Assigned task: Could you give back the records exactly, taking out the pictures?

== == ==

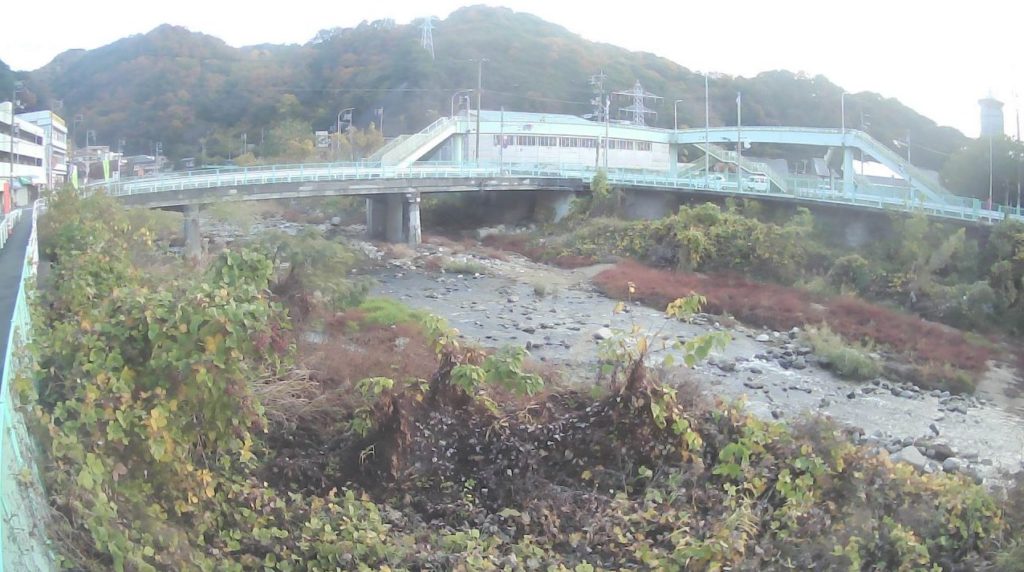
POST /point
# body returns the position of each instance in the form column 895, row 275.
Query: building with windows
column 55, row 143
column 23, row 154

== == ==

Answer below:
POST /point
# body returns the position of each instance in the form column 895, row 275.
Query: building with windows
column 55, row 143
column 23, row 154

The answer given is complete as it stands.